Stored items from a collection:
** START **

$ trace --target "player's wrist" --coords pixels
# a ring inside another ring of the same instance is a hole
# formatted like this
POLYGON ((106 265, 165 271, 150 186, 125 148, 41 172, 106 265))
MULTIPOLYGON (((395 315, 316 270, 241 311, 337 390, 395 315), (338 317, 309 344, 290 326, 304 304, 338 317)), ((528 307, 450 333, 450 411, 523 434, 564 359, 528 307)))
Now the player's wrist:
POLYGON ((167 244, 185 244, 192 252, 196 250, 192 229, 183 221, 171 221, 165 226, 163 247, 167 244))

** END **

▶ **WORK REQUIRED**
Return, unchanged, the lines of the data from its first line through the line that contains "POLYGON ((106 265, 165", including both ends.

▶ **RESULT OF THE TASK**
$ trace --target "player's wrist" --coords pixels
# a ring inside another ring of the same instance is a hole
# formatted like this
POLYGON ((106 265, 165 271, 150 186, 125 148, 41 172, 106 265))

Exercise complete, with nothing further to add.